Copy out every line of the records below that contains the word "chimney".

+---+

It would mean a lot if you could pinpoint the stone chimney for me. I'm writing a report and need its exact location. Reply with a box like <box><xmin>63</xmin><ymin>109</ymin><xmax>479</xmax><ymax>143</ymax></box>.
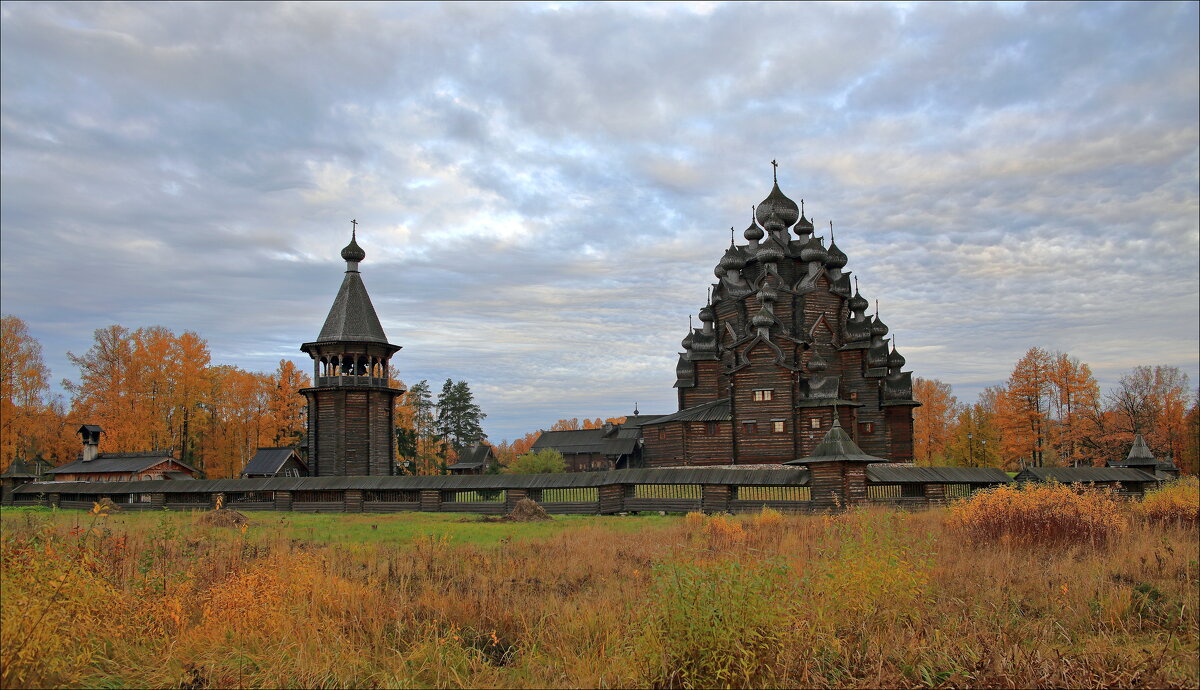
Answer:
<box><xmin>76</xmin><ymin>424</ymin><xmax>104</xmax><ymax>462</ymax></box>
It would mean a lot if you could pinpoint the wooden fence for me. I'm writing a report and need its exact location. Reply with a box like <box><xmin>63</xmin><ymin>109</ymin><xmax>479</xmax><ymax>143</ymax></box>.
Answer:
<box><xmin>2</xmin><ymin>466</ymin><xmax>1012</xmax><ymax>515</ymax></box>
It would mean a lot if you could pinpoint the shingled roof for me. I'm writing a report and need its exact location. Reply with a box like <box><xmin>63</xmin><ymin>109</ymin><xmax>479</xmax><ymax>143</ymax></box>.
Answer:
<box><xmin>0</xmin><ymin>457</ymin><xmax>49</xmax><ymax>479</ymax></box>
<box><xmin>317</xmin><ymin>271</ymin><xmax>388</xmax><ymax>343</ymax></box>
<box><xmin>1108</xmin><ymin>433</ymin><xmax>1180</xmax><ymax>470</ymax></box>
<box><xmin>529</xmin><ymin>428</ymin><xmax>637</xmax><ymax>456</ymax></box>
<box><xmin>241</xmin><ymin>448</ymin><xmax>304</xmax><ymax>476</ymax></box>
<box><xmin>47</xmin><ymin>450</ymin><xmax>199</xmax><ymax>474</ymax></box>
<box><xmin>641</xmin><ymin>397</ymin><xmax>730</xmax><ymax>426</ymax></box>
<box><xmin>446</xmin><ymin>443</ymin><xmax>492</xmax><ymax>469</ymax></box>
<box><xmin>784</xmin><ymin>418</ymin><xmax>887</xmax><ymax>464</ymax></box>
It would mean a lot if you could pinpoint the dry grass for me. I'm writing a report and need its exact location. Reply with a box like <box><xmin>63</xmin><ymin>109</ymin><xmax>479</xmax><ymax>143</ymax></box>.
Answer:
<box><xmin>1138</xmin><ymin>476</ymin><xmax>1200</xmax><ymax>526</ymax></box>
<box><xmin>0</xmin><ymin>499</ymin><xmax>1200</xmax><ymax>688</ymax></box>
<box><xmin>949</xmin><ymin>481</ymin><xmax>1129</xmax><ymax>546</ymax></box>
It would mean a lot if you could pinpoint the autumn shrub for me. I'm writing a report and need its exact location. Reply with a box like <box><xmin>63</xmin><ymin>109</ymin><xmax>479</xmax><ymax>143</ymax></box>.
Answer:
<box><xmin>1134</xmin><ymin>476</ymin><xmax>1200</xmax><ymax>526</ymax></box>
<box><xmin>802</xmin><ymin>508</ymin><xmax>934</xmax><ymax>624</ymax></box>
<box><xmin>703</xmin><ymin>514</ymin><xmax>746</xmax><ymax>548</ymax></box>
<box><xmin>631</xmin><ymin>559</ymin><xmax>788</xmax><ymax>688</ymax></box>
<box><xmin>949</xmin><ymin>481</ymin><xmax>1128</xmax><ymax>546</ymax></box>
<box><xmin>750</xmin><ymin>505</ymin><xmax>784</xmax><ymax>529</ymax></box>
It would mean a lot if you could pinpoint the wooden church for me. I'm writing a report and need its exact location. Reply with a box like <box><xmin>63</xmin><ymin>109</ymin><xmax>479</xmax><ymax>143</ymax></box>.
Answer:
<box><xmin>642</xmin><ymin>168</ymin><xmax>920</xmax><ymax>467</ymax></box>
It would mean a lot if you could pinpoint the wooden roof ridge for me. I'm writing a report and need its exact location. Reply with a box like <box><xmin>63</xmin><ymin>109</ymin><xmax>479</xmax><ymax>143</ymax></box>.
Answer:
<box><xmin>641</xmin><ymin>397</ymin><xmax>730</xmax><ymax>426</ymax></box>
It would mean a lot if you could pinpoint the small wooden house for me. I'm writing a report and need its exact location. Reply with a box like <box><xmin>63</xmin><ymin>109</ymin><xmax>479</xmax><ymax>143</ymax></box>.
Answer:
<box><xmin>1108</xmin><ymin>433</ymin><xmax>1180</xmax><ymax>481</ymax></box>
<box><xmin>529</xmin><ymin>415</ymin><xmax>662</xmax><ymax>472</ymax></box>
<box><xmin>0</xmin><ymin>457</ymin><xmax>52</xmax><ymax>499</ymax></box>
<box><xmin>241</xmin><ymin>448</ymin><xmax>308</xmax><ymax>479</ymax></box>
<box><xmin>446</xmin><ymin>443</ymin><xmax>496</xmax><ymax>474</ymax></box>
<box><xmin>47</xmin><ymin>424</ymin><xmax>200</xmax><ymax>481</ymax></box>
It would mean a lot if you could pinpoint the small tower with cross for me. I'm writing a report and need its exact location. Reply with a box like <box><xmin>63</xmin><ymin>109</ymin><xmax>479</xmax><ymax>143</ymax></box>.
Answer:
<box><xmin>300</xmin><ymin>220</ymin><xmax>404</xmax><ymax>476</ymax></box>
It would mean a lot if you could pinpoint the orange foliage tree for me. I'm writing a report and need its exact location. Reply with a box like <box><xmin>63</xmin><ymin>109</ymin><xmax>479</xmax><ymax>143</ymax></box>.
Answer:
<box><xmin>996</xmin><ymin>347</ymin><xmax>1052</xmax><ymax>467</ymax></box>
<box><xmin>912</xmin><ymin>377</ymin><xmax>960</xmax><ymax>464</ymax></box>
<box><xmin>0</xmin><ymin>316</ymin><xmax>77</xmax><ymax>472</ymax></box>
<box><xmin>64</xmin><ymin>325</ymin><xmax>310</xmax><ymax>478</ymax></box>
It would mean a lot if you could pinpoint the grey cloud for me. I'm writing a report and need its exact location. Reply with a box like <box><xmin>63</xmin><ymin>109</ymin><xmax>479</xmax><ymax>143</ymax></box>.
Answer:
<box><xmin>0</xmin><ymin>4</ymin><xmax>1200</xmax><ymax>438</ymax></box>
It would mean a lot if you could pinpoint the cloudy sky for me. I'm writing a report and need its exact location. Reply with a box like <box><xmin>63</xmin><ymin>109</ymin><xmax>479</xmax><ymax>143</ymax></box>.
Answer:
<box><xmin>0</xmin><ymin>2</ymin><xmax>1200</xmax><ymax>440</ymax></box>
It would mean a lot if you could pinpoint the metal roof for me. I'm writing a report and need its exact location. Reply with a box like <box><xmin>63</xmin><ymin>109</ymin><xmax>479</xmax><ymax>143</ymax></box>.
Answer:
<box><xmin>0</xmin><ymin>457</ymin><xmax>50</xmax><ymax>479</ymax></box>
<box><xmin>1014</xmin><ymin>467</ymin><xmax>1158</xmax><ymax>484</ymax></box>
<box><xmin>642</xmin><ymin>397</ymin><xmax>730</xmax><ymax>426</ymax></box>
<box><xmin>784</xmin><ymin>416</ymin><xmax>888</xmax><ymax>464</ymax></box>
<box><xmin>866</xmin><ymin>464</ymin><xmax>1013</xmax><ymax>484</ymax></box>
<box><xmin>13</xmin><ymin>467</ymin><xmax>809</xmax><ymax>494</ymax></box>
<box><xmin>458</xmin><ymin>443</ymin><xmax>492</xmax><ymax>464</ymax></box>
<box><xmin>241</xmin><ymin>448</ymin><xmax>307</xmax><ymax>476</ymax></box>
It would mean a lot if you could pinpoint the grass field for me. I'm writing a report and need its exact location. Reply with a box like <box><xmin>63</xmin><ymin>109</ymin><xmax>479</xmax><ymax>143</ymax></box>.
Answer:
<box><xmin>0</xmin><ymin>484</ymin><xmax>1200</xmax><ymax>689</ymax></box>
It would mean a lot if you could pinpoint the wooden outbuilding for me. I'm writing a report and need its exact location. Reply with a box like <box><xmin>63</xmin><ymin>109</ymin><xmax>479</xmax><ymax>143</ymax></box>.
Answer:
<box><xmin>1108</xmin><ymin>433</ymin><xmax>1180</xmax><ymax>481</ymax></box>
<box><xmin>47</xmin><ymin>424</ymin><xmax>200</xmax><ymax>481</ymax></box>
<box><xmin>241</xmin><ymin>448</ymin><xmax>308</xmax><ymax>479</ymax></box>
<box><xmin>446</xmin><ymin>443</ymin><xmax>496</xmax><ymax>474</ymax></box>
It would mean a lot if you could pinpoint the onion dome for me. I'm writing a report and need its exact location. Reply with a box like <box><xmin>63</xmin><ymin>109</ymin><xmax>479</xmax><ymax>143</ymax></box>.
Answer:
<box><xmin>848</xmin><ymin>288</ymin><xmax>871</xmax><ymax>312</ymax></box>
<box><xmin>792</xmin><ymin>199</ymin><xmax>812</xmax><ymax>236</ymax></box>
<box><xmin>800</xmin><ymin>238</ymin><xmax>829</xmax><ymax>263</ymax></box>
<box><xmin>750</xmin><ymin>307</ymin><xmax>775</xmax><ymax>329</ymax></box>
<box><xmin>762</xmin><ymin>211</ymin><xmax>787</xmax><ymax>236</ymax></box>
<box><xmin>826</xmin><ymin>242</ymin><xmax>847</xmax><ymax>270</ymax></box>
<box><xmin>809</xmin><ymin>352</ymin><xmax>829</xmax><ymax>373</ymax></box>
<box><xmin>871</xmin><ymin>314</ymin><xmax>888</xmax><ymax>337</ymax></box>
<box><xmin>758</xmin><ymin>283</ymin><xmax>779</xmax><ymax>302</ymax></box>
<box><xmin>755</xmin><ymin>161</ymin><xmax>800</xmax><ymax>229</ymax></box>
<box><xmin>755</xmin><ymin>240</ymin><xmax>784</xmax><ymax>264</ymax></box>
<box><xmin>676</xmin><ymin>355</ymin><xmax>696</xmax><ymax>380</ymax></box>
<box><xmin>718</xmin><ymin>245</ymin><xmax>746</xmax><ymax>271</ymax></box>
<box><xmin>342</xmin><ymin>223</ymin><xmax>367</xmax><ymax>262</ymax></box>
<box><xmin>742</xmin><ymin>208</ymin><xmax>764</xmax><ymax>242</ymax></box>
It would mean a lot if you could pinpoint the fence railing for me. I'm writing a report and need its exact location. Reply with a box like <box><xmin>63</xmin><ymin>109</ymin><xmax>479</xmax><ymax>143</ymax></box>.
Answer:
<box><xmin>4</xmin><ymin>466</ymin><xmax>1027</xmax><ymax>514</ymax></box>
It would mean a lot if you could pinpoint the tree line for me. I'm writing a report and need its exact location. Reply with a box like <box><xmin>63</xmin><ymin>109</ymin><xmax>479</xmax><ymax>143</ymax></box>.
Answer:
<box><xmin>0</xmin><ymin>316</ymin><xmax>487</xmax><ymax>479</ymax></box>
<box><xmin>913</xmin><ymin>347</ymin><xmax>1200</xmax><ymax>474</ymax></box>
<box><xmin>7</xmin><ymin>316</ymin><xmax>1200</xmax><ymax>478</ymax></box>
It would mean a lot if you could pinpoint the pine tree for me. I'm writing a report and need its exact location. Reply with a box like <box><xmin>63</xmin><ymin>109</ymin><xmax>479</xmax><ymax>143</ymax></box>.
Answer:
<box><xmin>396</xmin><ymin>379</ymin><xmax>440</xmax><ymax>474</ymax></box>
<box><xmin>437</xmin><ymin>379</ymin><xmax>487</xmax><ymax>452</ymax></box>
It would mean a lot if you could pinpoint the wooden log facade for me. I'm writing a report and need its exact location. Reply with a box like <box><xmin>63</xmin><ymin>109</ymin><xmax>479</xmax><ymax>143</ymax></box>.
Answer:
<box><xmin>642</xmin><ymin>170</ymin><xmax>919</xmax><ymax>467</ymax></box>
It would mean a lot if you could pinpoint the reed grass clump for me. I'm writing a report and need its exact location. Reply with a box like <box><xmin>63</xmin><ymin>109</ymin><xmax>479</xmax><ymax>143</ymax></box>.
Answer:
<box><xmin>0</xmin><ymin>503</ymin><xmax>1200</xmax><ymax>689</ymax></box>
<box><xmin>949</xmin><ymin>481</ymin><xmax>1128</xmax><ymax>546</ymax></box>
<box><xmin>1135</xmin><ymin>476</ymin><xmax>1200</xmax><ymax>526</ymax></box>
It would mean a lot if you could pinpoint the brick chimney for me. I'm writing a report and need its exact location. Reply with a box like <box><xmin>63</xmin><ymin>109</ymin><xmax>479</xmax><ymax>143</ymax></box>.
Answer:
<box><xmin>76</xmin><ymin>424</ymin><xmax>104</xmax><ymax>462</ymax></box>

+---+

__Output of the exercise__.
It would mean a lot if you could pinpoint the stone chimney for me. I'm writing a report and need its exact location. Reply with a box like <box><xmin>63</xmin><ymin>109</ymin><xmax>479</xmax><ymax>143</ymax></box>.
It would mean a lot if you could pinpoint the brick chimney for me. I'm writing a report and need its exact location. Reply with a box like <box><xmin>63</xmin><ymin>109</ymin><xmax>479</xmax><ymax>143</ymax></box>.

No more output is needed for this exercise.